• [Data shown]:
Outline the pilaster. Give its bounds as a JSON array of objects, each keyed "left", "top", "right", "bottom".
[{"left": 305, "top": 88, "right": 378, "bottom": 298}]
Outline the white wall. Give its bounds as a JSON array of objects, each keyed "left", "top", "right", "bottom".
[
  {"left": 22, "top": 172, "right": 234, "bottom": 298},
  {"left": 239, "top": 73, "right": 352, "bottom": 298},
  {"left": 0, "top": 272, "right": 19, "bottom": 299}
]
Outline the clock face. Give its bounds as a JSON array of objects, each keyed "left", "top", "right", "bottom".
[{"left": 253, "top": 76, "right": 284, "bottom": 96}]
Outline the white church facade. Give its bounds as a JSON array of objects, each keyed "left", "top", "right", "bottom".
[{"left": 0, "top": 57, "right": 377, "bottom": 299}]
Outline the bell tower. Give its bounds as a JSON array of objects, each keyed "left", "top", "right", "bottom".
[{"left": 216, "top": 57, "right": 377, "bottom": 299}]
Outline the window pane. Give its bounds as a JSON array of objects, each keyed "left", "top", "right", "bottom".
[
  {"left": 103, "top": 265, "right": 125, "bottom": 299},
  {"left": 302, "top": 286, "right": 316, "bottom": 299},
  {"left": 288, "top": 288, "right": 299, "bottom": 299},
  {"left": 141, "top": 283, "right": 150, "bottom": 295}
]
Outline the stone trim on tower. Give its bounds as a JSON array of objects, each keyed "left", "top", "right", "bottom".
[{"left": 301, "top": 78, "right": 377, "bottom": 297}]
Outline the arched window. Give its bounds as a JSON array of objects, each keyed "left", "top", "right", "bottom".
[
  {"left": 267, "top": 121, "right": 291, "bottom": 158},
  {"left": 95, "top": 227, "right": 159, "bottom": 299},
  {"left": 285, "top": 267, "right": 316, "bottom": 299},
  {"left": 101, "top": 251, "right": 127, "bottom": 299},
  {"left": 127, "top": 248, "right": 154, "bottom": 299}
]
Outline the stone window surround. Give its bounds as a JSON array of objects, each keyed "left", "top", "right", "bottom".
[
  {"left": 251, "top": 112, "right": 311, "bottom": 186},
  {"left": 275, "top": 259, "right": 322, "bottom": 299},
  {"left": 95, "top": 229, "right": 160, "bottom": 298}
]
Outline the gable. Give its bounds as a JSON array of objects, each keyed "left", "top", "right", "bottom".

• [Directions for this task]: Reproduce all the records above, swapping each "Outline" for "Locate" and leaving everything else unchanged.

• [Solution for this exercise]:
Locate the pilaster. Give its bounds as a JSON array of objects, each keyed "left", "top", "right", "bottom".
[{"left": 305, "top": 88, "right": 378, "bottom": 298}]
Locate the white wall. Give its bounds as a JSON array of objects, each keyed "left", "top", "right", "bottom".
[
  {"left": 22, "top": 172, "right": 234, "bottom": 298},
  {"left": 239, "top": 73, "right": 352, "bottom": 298},
  {"left": 0, "top": 272, "right": 19, "bottom": 299}
]
Locate the clock face. Give its bounds as a JSON array of objects, each keyed "left", "top", "right", "bottom".
[{"left": 253, "top": 76, "right": 284, "bottom": 96}]
Locate the white church facade. Give its bounds as a JSON array of objects, each keyed "left", "top", "right", "bottom".
[{"left": 0, "top": 57, "right": 377, "bottom": 299}]
Locate the bell tower. Give its bounds as a JSON array of objects, each keyed "left", "top", "right", "bottom".
[{"left": 216, "top": 57, "right": 377, "bottom": 299}]
Locate the window pane. Give its bounds as a JSON array of objects, each keyed "left", "top", "right", "bottom".
[
  {"left": 103, "top": 265, "right": 125, "bottom": 299},
  {"left": 302, "top": 286, "right": 316, "bottom": 299},
  {"left": 288, "top": 288, "right": 299, "bottom": 299},
  {"left": 141, "top": 283, "right": 150, "bottom": 295}
]
Locate the stone trim on tower. Give its bounds as a JSON array of objects, each keyed "left", "top", "right", "bottom".
[{"left": 301, "top": 78, "right": 377, "bottom": 297}]
Locate the arched window. Give its bounds as a JSON array of objects, each keyed "left", "top", "right", "bottom".
[
  {"left": 267, "top": 121, "right": 291, "bottom": 158},
  {"left": 95, "top": 227, "right": 159, "bottom": 299},
  {"left": 285, "top": 267, "right": 316, "bottom": 299},
  {"left": 101, "top": 251, "right": 127, "bottom": 299},
  {"left": 127, "top": 248, "right": 154, "bottom": 299}
]
Locate the stone window surround. Give its bounds as a JSON array of objects, each keyed "left", "top", "right", "bottom".
[
  {"left": 251, "top": 112, "right": 311, "bottom": 186},
  {"left": 275, "top": 259, "right": 322, "bottom": 299},
  {"left": 95, "top": 229, "right": 160, "bottom": 298}
]
Locate the gable. Give its bounds as a JSON array of objects, each keyed "left", "top", "right", "bottom".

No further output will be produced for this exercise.